▸ TEXT UNDER STUDY
+ + + + +

Preparedness in Recovery

By Recovery Coach Shane 06/14/19
Preparedness in Recovery: A Flooding Analogy

Every person who prepares is one less person who panics in a crisis. 
(attributed to Mike Adamson, British Red Cross) 


This morning as I write this, I am watching the lake next to my home rise from the backflow of the Arkansas River. I can only imagine how much MORE stressful this situation would be without the benefit of my recovery program. This morning as I prayed and meditated, considering the impending flood and my recovery journey, I was struck at the similarities.

I have no control over the reality that flooding will occur at my home. What I do have control over is the way I prepare for the situation. Around my home, I have placed sandbags with the assistance of dear friends who love me. We have evacuated all our furniture and important possessions in a safer place. I have gathered what I need to live ( a handful of clothes, medicines, important items like my Daily Office/Book of Common Prayer, Bible, and photos of the family) and have them at the ready when it is time for me to leave. My gas tank is full in my vehicle. When (and if) the flooding happens, it will do as little damage as possible.

I also have no control over the reality that I am a recovering sex, love and porn addict. My recovery gives me the tools to prepare for the powerful force of that addiction and safeguard against any damage it may do. I have a routine of that includes the Serenity, First Step, Third Step, and other prayers, meditation, and journaling. These remind me that there is a Higher Power who is at work in my life. I do not face the challenge of addiction alone. I can reach out to my loved ones and friends to ask for help. I can go to meetings online or in person to get grounded and refocused on my recovery work. I can aid my recovering fellows by doing service work which always makes me grateful in my worse circumstances. I can create a gratitude list and consider my blessings in the light of the challenging feelings with which I may be dealing. I can look at a photo of my grandchildren and experience their love and diffuse any anger or loneliness surfacing.

I do not know how bad the flooding will eventually be at my home. I do know that my life and the things that matter most will be safe because I have prepared. I also know that in my recovery, no matter how intense the struggle, I have the tools to remain sober. In both situations, I am, with the help of my Higher Power and those who love and support me, able to go through either challenge and grow into a better me.

That is something for which I remain grateful.

+ + + + +

▸ AVAILABLE DATA
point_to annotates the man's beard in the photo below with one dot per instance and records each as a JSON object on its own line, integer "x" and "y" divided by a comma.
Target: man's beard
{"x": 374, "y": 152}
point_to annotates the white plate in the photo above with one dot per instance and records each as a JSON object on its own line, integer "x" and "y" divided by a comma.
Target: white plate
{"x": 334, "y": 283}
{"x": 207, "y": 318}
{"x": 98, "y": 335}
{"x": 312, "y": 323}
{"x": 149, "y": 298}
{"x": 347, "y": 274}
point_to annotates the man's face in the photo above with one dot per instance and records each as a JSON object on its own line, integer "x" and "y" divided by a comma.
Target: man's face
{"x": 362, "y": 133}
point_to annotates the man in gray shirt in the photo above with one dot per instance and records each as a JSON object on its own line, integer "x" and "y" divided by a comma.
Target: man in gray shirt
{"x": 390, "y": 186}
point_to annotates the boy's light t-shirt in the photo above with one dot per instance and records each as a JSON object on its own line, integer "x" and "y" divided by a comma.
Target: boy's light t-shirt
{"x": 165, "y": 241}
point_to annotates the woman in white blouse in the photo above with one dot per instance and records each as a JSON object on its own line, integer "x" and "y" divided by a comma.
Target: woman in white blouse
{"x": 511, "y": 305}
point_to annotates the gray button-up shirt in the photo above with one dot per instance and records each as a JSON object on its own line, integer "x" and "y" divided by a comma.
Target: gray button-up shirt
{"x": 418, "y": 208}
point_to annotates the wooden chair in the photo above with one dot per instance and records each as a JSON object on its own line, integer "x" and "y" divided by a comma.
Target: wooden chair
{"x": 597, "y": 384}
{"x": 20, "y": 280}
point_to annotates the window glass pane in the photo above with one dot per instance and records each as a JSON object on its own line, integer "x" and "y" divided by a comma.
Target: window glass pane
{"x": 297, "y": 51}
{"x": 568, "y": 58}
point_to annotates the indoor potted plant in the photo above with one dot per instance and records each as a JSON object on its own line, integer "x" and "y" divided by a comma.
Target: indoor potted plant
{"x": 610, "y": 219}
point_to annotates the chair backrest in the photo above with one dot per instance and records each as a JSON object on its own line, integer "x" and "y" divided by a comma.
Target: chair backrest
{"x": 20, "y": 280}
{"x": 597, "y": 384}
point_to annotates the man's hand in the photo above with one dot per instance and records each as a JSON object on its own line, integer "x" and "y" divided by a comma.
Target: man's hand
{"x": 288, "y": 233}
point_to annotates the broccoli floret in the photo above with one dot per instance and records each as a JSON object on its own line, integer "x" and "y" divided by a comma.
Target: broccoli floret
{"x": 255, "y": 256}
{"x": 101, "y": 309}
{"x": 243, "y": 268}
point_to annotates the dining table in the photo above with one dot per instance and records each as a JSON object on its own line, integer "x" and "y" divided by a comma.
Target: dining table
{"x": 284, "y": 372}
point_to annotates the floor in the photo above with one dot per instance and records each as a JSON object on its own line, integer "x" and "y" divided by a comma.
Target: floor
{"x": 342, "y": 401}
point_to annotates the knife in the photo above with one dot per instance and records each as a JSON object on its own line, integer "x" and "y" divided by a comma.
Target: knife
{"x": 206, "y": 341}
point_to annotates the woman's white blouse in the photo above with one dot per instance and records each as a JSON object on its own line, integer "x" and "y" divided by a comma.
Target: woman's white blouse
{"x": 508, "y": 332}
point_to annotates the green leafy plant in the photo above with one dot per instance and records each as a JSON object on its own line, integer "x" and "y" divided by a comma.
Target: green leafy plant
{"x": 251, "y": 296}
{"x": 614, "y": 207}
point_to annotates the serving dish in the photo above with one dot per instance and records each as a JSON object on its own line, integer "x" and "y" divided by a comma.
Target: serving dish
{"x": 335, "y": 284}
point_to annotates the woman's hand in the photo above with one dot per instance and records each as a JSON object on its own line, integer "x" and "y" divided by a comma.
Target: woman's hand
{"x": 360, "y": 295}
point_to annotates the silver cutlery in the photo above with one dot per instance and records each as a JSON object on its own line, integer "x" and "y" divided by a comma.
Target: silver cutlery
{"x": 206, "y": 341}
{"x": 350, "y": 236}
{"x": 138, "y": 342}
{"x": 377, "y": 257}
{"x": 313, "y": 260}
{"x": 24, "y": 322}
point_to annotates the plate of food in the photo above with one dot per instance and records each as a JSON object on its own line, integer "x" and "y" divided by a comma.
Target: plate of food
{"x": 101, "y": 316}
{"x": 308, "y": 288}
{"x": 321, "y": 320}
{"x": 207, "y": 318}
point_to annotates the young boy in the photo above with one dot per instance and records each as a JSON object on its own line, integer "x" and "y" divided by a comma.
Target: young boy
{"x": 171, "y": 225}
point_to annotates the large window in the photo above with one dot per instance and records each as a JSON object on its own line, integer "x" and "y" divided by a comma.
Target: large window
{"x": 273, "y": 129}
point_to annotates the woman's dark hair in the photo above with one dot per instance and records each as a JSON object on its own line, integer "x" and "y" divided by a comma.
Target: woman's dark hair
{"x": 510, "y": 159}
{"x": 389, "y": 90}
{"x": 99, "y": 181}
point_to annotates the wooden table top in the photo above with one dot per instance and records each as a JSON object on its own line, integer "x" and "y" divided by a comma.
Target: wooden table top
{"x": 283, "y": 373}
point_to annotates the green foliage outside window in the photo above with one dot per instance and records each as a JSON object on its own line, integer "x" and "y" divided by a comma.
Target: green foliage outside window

+ + + + +

▸ WHAT THE EXERCISE ASKS
In the recovery essay above, why is the writer sure that their life and the things that matter most will be safe, even without knowing how bad the flooding will get?

▸ OUTPUT FOR THIS TASK
They will be safe because the writer has prepared. With friends' help, sandbags were placed around the home, furniture and important possessions were moved to a safer place, essentials such as clothes, medicines, prayer books, a Bible, and family photos were gathered and kept ready, and the vehicle's gas tank was filled.